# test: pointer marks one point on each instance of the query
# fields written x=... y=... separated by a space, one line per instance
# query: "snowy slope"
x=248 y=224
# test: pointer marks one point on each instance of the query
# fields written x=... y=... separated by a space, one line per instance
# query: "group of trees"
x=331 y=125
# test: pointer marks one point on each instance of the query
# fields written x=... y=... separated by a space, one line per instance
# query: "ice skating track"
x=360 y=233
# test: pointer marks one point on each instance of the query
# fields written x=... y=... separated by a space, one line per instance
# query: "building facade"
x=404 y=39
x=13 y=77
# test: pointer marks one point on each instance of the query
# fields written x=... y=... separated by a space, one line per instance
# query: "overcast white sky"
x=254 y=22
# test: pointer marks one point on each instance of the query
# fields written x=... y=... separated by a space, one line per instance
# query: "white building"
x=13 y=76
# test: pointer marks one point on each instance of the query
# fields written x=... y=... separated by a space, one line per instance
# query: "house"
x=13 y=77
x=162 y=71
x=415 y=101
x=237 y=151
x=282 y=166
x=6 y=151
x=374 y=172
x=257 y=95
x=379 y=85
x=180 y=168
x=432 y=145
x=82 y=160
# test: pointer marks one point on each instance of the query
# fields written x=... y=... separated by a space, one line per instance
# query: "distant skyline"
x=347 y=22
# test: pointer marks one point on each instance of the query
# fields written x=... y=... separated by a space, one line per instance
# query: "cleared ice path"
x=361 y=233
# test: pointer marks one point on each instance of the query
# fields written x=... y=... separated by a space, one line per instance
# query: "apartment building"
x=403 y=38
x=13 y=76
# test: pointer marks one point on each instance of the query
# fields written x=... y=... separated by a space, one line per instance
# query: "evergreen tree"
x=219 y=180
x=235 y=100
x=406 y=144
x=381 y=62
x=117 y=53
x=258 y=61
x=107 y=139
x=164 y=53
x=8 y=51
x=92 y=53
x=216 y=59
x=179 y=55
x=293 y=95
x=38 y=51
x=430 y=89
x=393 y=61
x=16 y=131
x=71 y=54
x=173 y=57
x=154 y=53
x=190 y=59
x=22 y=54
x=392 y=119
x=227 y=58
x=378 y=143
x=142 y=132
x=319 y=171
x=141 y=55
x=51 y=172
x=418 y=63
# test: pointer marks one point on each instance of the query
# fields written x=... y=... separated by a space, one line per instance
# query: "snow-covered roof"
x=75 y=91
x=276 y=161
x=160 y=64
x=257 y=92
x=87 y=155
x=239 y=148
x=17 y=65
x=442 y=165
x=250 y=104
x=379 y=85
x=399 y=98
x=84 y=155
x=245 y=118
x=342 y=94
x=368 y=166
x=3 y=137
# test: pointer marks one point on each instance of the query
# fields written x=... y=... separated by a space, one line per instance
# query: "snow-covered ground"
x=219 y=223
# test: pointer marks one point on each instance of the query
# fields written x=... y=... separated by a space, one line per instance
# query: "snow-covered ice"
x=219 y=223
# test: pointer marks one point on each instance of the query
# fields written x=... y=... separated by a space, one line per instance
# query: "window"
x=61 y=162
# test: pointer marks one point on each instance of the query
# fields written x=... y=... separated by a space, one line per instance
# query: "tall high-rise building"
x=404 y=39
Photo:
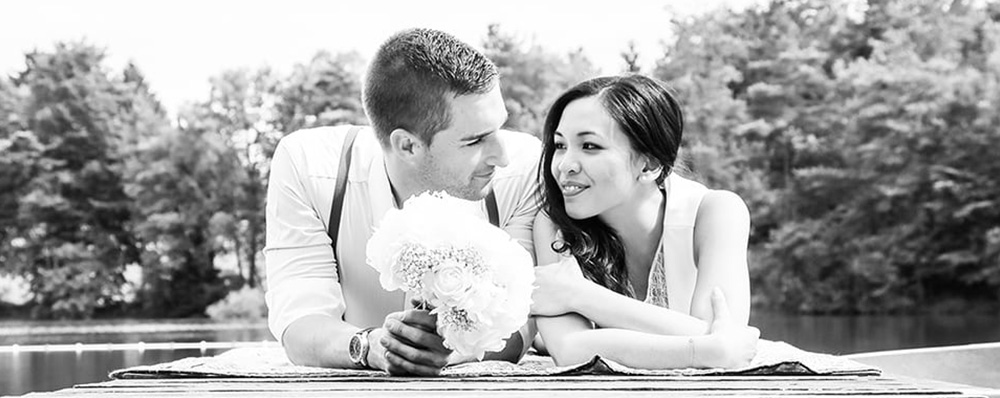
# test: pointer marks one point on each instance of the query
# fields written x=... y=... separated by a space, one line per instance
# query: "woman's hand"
x=557 y=287
x=727 y=344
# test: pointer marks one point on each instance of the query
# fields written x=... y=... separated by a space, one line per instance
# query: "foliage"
x=72 y=216
x=531 y=77
x=865 y=142
x=244 y=304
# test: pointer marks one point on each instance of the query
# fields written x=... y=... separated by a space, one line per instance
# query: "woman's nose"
x=568 y=164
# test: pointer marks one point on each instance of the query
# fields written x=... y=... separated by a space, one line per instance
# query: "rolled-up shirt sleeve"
x=301 y=269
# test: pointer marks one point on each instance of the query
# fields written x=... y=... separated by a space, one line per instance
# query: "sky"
x=180 y=44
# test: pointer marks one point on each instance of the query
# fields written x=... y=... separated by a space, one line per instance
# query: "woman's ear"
x=405 y=144
x=651 y=171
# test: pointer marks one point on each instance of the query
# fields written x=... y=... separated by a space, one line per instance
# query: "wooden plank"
x=548 y=387
x=450 y=387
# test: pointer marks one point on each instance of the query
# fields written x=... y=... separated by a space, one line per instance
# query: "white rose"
x=450 y=285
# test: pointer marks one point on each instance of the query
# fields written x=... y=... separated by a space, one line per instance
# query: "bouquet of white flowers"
x=475 y=277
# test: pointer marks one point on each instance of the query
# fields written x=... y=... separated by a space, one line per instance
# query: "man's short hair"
x=413 y=77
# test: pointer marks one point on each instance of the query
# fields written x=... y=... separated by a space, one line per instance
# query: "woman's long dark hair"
x=651 y=117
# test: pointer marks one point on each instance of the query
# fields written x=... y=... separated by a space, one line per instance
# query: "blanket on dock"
x=773 y=358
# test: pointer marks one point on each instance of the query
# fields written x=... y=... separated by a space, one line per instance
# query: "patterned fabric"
x=773 y=359
x=656 y=287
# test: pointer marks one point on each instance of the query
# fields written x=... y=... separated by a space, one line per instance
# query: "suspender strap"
x=337 y=208
x=491 y=208
x=338 y=194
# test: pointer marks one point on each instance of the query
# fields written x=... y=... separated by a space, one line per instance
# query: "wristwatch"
x=358 y=347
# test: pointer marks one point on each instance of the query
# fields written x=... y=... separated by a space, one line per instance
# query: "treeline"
x=863 y=140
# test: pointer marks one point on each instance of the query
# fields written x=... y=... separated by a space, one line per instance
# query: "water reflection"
x=25 y=372
x=46 y=371
x=854 y=334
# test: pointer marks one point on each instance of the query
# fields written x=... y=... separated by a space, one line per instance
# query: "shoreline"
x=22 y=328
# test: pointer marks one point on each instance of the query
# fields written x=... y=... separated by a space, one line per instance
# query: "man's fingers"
x=399 y=366
x=414 y=355
x=420 y=318
x=415 y=335
x=720 y=309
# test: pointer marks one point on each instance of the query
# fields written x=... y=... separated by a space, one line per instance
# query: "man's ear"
x=406 y=144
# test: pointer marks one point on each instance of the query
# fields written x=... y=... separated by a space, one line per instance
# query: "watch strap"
x=362 y=336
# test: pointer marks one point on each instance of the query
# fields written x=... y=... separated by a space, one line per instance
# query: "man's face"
x=463 y=158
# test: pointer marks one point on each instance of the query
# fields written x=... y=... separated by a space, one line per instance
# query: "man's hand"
x=408 y=344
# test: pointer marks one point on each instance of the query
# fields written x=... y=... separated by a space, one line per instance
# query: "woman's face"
x=593 y=163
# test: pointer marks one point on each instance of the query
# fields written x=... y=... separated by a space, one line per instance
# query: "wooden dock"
x=549 y=387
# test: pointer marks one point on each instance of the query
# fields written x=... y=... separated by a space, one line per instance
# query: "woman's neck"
x=639 y=221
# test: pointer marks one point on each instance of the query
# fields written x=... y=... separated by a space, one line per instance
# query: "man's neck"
x=400 y=181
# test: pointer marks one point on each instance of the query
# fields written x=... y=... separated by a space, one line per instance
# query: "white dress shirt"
x=301 y=270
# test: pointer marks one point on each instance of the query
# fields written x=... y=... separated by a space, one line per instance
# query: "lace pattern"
x=656 y=286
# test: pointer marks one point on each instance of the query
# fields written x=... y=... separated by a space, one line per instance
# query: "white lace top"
x=673 y=268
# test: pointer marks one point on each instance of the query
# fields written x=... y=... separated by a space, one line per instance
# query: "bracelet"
x=691 y=349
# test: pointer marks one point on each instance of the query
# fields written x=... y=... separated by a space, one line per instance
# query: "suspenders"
x=338 y=196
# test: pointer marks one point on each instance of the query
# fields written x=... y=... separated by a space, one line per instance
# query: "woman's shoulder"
x=721 y=211
x=722 y=202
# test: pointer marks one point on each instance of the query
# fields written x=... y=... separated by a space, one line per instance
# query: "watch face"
x=354 y=349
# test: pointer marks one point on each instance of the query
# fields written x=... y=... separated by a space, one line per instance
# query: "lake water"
x=46 y=371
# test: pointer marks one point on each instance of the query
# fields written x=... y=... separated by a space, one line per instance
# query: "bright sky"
x=180 y=44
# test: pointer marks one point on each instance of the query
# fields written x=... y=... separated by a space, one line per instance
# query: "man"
x=435 y=108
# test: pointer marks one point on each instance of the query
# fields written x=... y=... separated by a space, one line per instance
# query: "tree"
x=631 y=58
x=184 y=179
x=531 y=78
x=72 y=213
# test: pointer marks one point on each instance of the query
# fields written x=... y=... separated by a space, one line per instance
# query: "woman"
x=640 y=260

________

What you are asked to do | Copy out the material above word for word, from its first line through the line with "x=360 y=233", both included.

Solution for this task |
# test: pointer marks one point on each instance of the query
# fields written x=... y=... separated by a space, one line per instance
# query: "snowy slope"
x=248 y=224
# test: pointer marks one point on each instance of the query
# fields written x=... y=... separated by a space, one line per instance
# query: "group of trees"
x=331 y=125
# test: pointer marks one point on each instance of the query
# fields written x=... y=... separated by a space, one line per instance
# query: "ice skating track"
x=360 y=233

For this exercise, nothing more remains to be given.